- Esercizio proposto A: Ricopia fedelmente tutti i record qui sotto, dal primo all'ultimo, lasciando fuori le immagini.

- Estratto scelto:
IL GHIOTTONE ERRANTE



Paolo Monelli (Fiorano modenese, 1891 - Roma, 1984), giornalista poliedrico dalla lunghissima carriera, sul quale non mi soffermerò qui, consigliando eventualmente la lettura della voce a lui dedicata nel Dizionario biografico degli Italiani (reperibile anche online), scrisse nel 1935 un piccolo libro, intitolato Il ghiottone errante, che mi offre un piacevole spunto di scrittura.
Monelli, cultore del buon vivere e quindi del buon cibo e del buon bere, viaggiò in lungo e in largo per la penisola, in compagnia dell’illustratore Giuseppe Novello, e sperimentò le diverse cucine e i vini tipici, se non di tutte le regioni d’Italia, delle zone a suo vedere più rappresentative (con qualche inevitabile mancanza, ad esempio la Sardegna), per darne poi conto nella bella edizione pubblicata a Milano nel 1935 dai fratelli Treves, corredata dalle illustrazioni di Novello. L'edizione che ho consultato e di cui ho pubblicato l'immagine di copertina, è del 1938. La prosa è certo un po’ aulica, e risente come è normale che sia dello stile e dello spirito del tempo, ma l’autore ha il dono della leggerezza e di un umorismo sottile, che fanno del suo libro una piccola delizia per chi vi si accosti con l'animo giusto. 

Perché ne parlo qui? A parlare di buongustai, erranti o sedentari non sbaglierei in ogni caso, ma, poiché Monelli tra le regioni degne di una sua visita, ha incluso l’Abruzzo, sono certa di centrare il bersaglio. Si sposta, l'autore, in terra d’Abruzzo, dalla montagna al mare, e certo non racconta solo di cibo e di vino (anzi, non ne parla tanto quanto avrebbe potuto e forse dovuto: si limita ad accenni), ma si sofferma molto sul paesaggio, sulla descrizione dei luoghi, delle persone incontrate, che spesso sono personaggi. Il suo timore iniziale presto fugato, è quello di finire vittima della tradizione della panarda, pranzo di non meno di venti e anche di trenta portate (secondo altre fonti di diciannove e di ventiquattro) riservato a circostanze particolari, espressione suprema dell’ospitalità abruzzese, cui non si può dire di no, per non recare offesa a chi ha preparato e a chi offre. Al nostro viaggiatore furono servite diverse portate alquanto sostanziose, ma non ci fu una vera e propria panarda, che avrebbe messo a dura prova perfino un appetito robusto come il suo. Non so se Mimmo conosca Il ghiottone errante: probabilmente si, ma, se così non fosse, lo invito ad andarlo a cercare e a leggerlo. Il capitolo dedicato all’Abruzzo si intitola P.G.R. (per grazia ricevuta) e per scampato pericolo, che sarebbe quello di essere stati graziati dall’esperienza delle trenta portate. Io mi offro volontaria per una panarda, sia essa di diciannove, ventiquattro, o anche di trenta portate, ma piccine piccine, quasi bocconcini, accompagnate da altrettante sorsate di vino.

- Record forniti:
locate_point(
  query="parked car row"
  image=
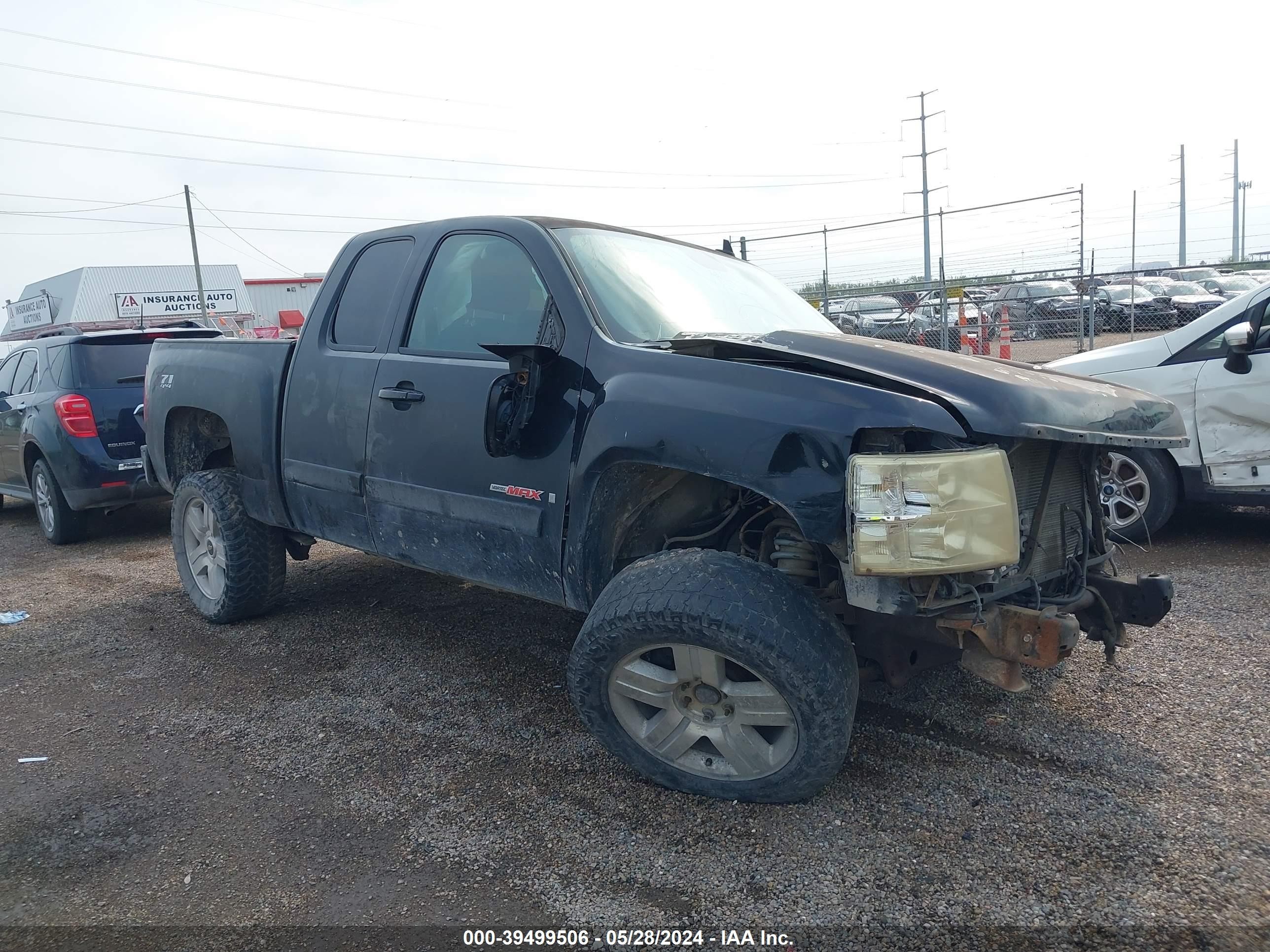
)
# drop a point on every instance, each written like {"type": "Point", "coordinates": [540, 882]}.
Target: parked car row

- Esercizio proposto B: Nell'estratto su Il ghiottone errante, chi accompagnò Monelli nel suo viaggio per la penisola?

- Risposta completa A:
locate_point(
  query="parked car row"
  image=
)
# drop a point on every instance, each written like {"type": "Point", "coordinates": [540, 882]}.
Target: parked car row

- Risposta completa B: L'illustratore Giuseppe Novello.